[[ TEXT SECTION open ]]

Due to these limitations, the existing oculomotor function assessment tools, when considered individually, exhibit limitations that hinder their effectiveness in offering a comprehensive evaluation of OMF. This underscores the need to create an assessment tool that not only addresses these limitations but also advances the evaluation and treatment of individuals impacted by OMD. Thus, our primary objective of this study is to develop an assessment tool, Rehabilitation Oculomotor Screening Evaluation (ROSE) that surpasses the deficiencies inherent in existing tools, thereby fostering a more holistic approach to evaluating and addressing individuals with OMD within the realm of clinical practice. We intend to pilot and evaluate the new tool in terms of its feasibility, relevance, and applicability in ABI. Once ROSE is deemed feasible and acceptable as a screening tool, future studies will be conducted to refine the tool and test its reliability and validity in different neurological populations.

2. Materials and Methods

2.1. Literature Review

The initial phase of our project involved conducting an extensive search for scholarly articles, research papers, and studies related to oculomotor function assessments (Supplementary Materials File S1). We systematically compared the assessments based on six critical dimensions that aligned with our study objectives: the areas of assessment, scoring methods, target population, required equipment, and the psychometric properties supporting clinical applicability. This analysis allowed us to identify strengths and weaknesses for each evaluation and determine which aspects of assessment to incorporate into the development of our novel OMF assessment tool. From the analysis, ROSE emerged by enhancing and adapting the test components from the following four assessment tools: CHEERS, OMS, OMAT, and VOMS. The test components were revised to better suit our study objectives, integrate the latest recommendations from current literature, address any identified limitations, and incorporate over 20 years of clinical expertise from the two supervising physiotherapists.

2.2. Development of the ROSE Tool

The ROSE tool (Supplementary Materials File S2) was developed to measure OMDs commonly seen in ABI. The tool included 8 subtests grouped into 4 categories: (i) smooth pursuits + vergence (SPV), (ii) saccades (SC), (iii) cover tests (eye cover test and alternate cover uncover test) + gaze fixation (CTGF), and iv) VOR + cVOR (VORs). Numerical scores were assigned to the 8 subtests based on the degree of deviation from asymptomatic performance, with scores increasing as the severity worsened. Depending on the nature of subtests, the following components were measured and quantified on a scale of 0–2: movement quality (symmetry, fluidity, and accuracy), speed, reflexive movements, and distance. Moreover, any abnormalities detected (e.g., nystagmus, saccadic intrusions) were measured, and the presence of red flags and/or a score of 2 indicated the need for the patient to seek additional medical attention. A baseline/observation section was also included which noted static OMF domains. The subtotals for each of the 4 categories were summed into a total score, ranging from 0 (no deficits) to 48 (maximum deficits). Furthermore, we have introduced an adjusted total score of 44 (as opposed to the standard 48) for scenarios in which vergence testing is not feasible, as seen in conditions such as lazy eye, glass eye, or severe ptosis. This refinement contributes to a more comprehensive and normalized evaluation approach, accommodating a broader spectrum of clinical situations.

[[ TEXT SECTION closed ]]
[[ INFORMATION SUPPLIED open ]]

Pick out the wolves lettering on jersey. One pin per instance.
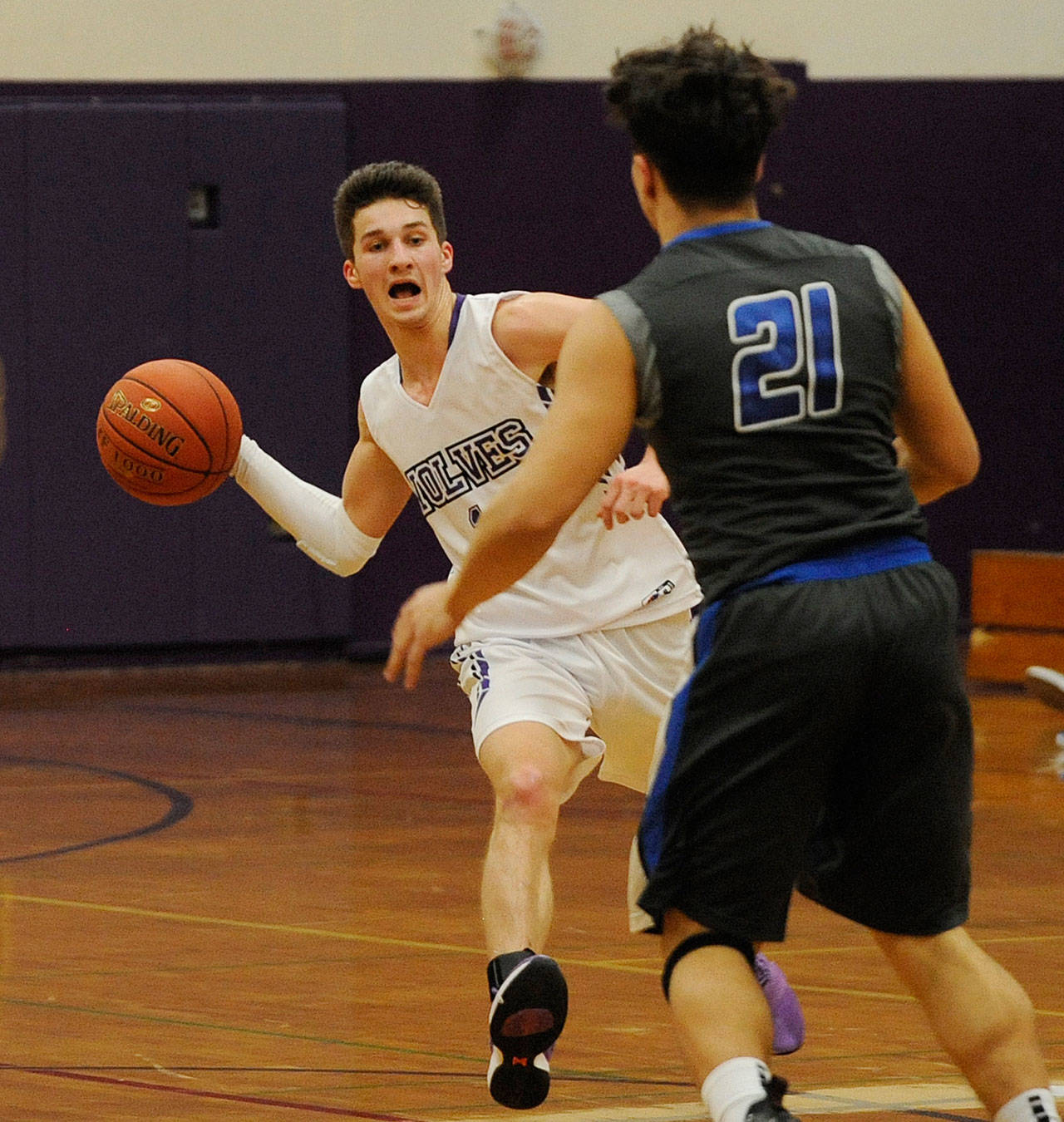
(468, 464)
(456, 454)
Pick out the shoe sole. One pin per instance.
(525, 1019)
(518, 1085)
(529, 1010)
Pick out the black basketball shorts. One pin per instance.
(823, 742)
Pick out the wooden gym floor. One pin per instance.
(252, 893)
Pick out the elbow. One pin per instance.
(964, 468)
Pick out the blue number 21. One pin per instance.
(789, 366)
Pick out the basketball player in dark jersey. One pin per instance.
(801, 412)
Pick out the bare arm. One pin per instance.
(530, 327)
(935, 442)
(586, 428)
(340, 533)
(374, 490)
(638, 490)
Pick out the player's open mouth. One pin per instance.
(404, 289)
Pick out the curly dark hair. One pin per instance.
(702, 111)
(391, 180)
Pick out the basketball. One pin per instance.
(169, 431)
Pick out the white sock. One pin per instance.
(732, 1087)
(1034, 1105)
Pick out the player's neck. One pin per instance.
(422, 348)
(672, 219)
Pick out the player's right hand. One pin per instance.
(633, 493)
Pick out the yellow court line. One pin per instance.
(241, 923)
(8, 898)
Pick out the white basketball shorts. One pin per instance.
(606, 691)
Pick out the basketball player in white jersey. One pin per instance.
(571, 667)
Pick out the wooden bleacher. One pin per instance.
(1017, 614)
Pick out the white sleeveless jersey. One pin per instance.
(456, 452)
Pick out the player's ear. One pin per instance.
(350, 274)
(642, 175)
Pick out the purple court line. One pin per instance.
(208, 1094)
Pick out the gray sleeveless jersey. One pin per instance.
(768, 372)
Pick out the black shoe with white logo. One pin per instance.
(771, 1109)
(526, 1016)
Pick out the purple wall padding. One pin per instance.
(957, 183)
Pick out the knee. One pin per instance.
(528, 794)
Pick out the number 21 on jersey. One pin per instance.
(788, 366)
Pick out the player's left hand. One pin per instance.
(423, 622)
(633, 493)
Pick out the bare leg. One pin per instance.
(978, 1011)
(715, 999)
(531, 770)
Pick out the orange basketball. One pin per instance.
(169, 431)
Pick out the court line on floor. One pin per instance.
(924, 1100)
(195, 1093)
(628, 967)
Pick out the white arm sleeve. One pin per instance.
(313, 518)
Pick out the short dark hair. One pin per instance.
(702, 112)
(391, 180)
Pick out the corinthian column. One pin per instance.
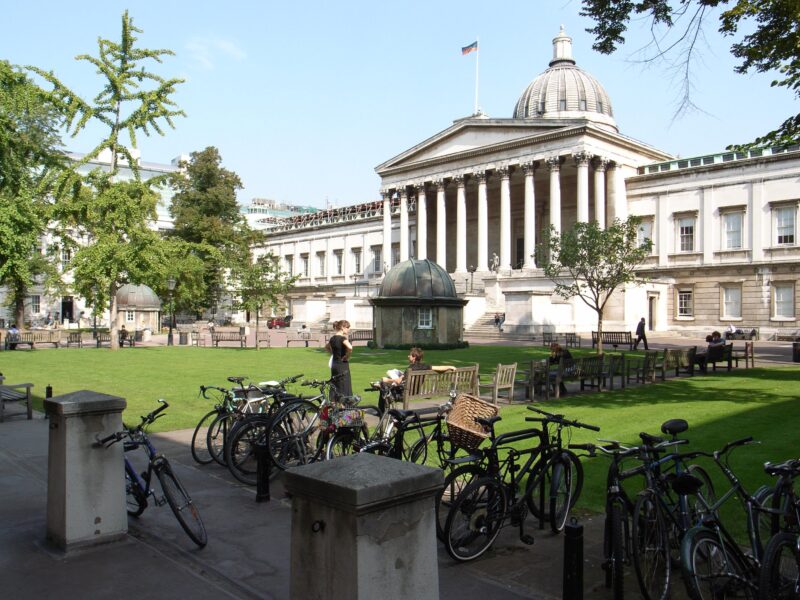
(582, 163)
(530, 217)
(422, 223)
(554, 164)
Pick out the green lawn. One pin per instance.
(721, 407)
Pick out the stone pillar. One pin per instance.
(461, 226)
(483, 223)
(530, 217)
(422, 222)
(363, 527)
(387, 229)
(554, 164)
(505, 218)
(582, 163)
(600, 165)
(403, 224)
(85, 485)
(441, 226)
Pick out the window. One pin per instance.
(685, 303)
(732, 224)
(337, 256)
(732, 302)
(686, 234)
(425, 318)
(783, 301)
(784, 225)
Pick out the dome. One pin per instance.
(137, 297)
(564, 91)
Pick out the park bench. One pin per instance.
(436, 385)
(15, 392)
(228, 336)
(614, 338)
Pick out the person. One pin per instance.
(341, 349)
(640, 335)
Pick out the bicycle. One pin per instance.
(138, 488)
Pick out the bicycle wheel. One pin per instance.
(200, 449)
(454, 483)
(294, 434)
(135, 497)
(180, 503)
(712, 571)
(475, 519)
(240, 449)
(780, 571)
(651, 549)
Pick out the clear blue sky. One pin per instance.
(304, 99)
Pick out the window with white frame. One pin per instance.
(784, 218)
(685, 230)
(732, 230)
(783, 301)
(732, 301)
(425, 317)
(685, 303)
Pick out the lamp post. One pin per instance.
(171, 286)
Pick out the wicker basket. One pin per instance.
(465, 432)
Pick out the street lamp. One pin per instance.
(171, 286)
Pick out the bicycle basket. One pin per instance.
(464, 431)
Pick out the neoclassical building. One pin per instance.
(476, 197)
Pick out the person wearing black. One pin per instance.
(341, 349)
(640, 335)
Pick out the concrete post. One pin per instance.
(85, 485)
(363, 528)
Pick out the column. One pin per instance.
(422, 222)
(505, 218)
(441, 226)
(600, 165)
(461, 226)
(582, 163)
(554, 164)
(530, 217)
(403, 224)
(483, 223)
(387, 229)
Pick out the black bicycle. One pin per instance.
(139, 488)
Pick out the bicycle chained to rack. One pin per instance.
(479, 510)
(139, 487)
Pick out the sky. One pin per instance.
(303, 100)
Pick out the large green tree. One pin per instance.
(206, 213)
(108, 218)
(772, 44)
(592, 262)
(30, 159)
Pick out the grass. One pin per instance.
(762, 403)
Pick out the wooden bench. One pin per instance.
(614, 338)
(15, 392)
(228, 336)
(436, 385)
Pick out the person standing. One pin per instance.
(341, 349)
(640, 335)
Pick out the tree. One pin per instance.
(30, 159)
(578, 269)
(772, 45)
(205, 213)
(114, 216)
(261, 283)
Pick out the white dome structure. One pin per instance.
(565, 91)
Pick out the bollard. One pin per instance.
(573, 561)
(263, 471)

[[ INFORMATION SUPPLIED closed ]]
[[ INFORMATION SUPPLIED open ]]

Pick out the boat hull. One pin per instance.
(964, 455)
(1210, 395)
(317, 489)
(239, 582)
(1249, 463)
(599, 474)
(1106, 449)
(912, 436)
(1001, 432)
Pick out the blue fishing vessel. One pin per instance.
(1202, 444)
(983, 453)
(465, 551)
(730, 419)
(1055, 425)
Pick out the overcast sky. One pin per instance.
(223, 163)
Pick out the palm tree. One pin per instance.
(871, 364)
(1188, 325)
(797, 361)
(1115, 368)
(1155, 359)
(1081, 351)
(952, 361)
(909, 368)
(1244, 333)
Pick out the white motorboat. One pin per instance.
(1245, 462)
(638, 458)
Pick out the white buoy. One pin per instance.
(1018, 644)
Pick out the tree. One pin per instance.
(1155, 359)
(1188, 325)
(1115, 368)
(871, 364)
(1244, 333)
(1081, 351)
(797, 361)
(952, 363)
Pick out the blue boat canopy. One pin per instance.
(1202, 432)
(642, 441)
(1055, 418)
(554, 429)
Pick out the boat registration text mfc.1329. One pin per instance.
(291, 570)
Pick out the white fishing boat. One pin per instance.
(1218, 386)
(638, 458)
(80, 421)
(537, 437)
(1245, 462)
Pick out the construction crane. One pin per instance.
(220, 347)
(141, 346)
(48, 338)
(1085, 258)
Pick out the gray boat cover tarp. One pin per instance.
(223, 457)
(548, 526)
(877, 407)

[[ INFORMATION SUPPLIED closed ]]
[[ INFORMATION SUPPLIED open ]]

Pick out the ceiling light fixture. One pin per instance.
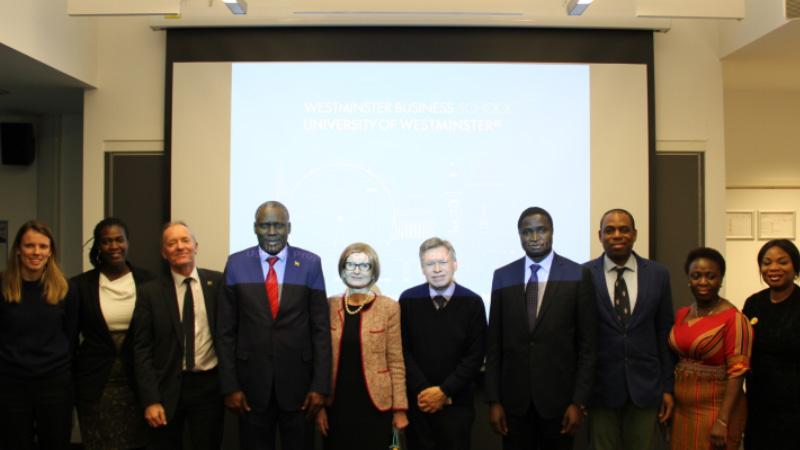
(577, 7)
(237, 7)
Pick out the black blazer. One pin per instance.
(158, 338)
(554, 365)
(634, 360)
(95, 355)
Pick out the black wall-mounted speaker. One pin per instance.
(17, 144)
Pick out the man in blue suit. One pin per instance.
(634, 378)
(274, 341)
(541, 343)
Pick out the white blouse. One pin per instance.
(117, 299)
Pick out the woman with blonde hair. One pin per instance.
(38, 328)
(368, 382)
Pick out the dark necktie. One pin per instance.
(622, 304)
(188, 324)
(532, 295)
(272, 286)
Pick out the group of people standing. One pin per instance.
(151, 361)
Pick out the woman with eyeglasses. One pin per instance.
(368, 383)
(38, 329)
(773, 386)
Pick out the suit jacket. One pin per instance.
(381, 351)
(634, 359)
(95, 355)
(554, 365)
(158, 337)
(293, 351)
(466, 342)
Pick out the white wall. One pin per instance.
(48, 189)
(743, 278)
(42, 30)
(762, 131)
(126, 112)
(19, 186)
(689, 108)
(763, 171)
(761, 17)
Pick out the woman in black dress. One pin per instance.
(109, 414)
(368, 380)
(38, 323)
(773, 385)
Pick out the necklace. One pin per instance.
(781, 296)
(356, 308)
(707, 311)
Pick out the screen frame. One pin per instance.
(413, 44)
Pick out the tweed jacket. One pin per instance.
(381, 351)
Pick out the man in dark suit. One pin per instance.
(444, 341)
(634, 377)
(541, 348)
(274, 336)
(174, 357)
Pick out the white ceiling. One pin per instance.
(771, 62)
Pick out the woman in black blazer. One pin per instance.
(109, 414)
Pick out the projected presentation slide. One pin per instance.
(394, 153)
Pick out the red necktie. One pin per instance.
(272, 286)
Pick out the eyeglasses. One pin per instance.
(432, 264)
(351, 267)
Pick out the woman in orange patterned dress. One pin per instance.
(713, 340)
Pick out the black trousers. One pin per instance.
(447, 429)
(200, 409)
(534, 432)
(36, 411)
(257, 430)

[[ INFORMATION SUPPLIED closed ]]

» WHAT TO DO:
**A.** Name the existing assessment tools whose test components were enhanced and adapted to form ROSE, as listed in the text on the ROSE screening tool.
**B.** According to the text on the ROSE screening tool, why was an adjusted total score of 44 introduced? Answer in one to three sentences.
**C.** Extend the text on the ROSE screening tool with the passage that follows its final sentence.

» SOLVED TASKS:
**A.** CHEERS, OMS, OMAT, and VOMS

**B.** It applies when vergence testing is not feasible, as in conditions such as lazy eye, glass eye, or severe ptosis. This refinement makes the evaluation more comprehensive and normalized and accommodates a broader range of clinical situations.

**C.**
To be clinically relevant and practical, we chose tests requiring minimal and common office equipment: pen, printed “E” on paper or flashcard, flashlight, tape measure, chair, 30 cm ruler, timer (or app), metronome (or app), and an eye-shield (optional). Incorporating the principles that underscore the effectiveness of OMAT’s measurement tool in refining accuracy and standardization for saccades and vergences, we devised an alternative approach with a heightened focus on cost efficiency. This entailed the attachment of two small circular stickers to the ends of a standard 30 cm ruler. Furthermore, to align with the latest recommendations for the VOR test, we introduced the practice of having the examiner print a capital letter “E” in a 12-size Calibri font. This modification seeks to enhance the overall methodology while ensuring practicality and cost-effectiveness.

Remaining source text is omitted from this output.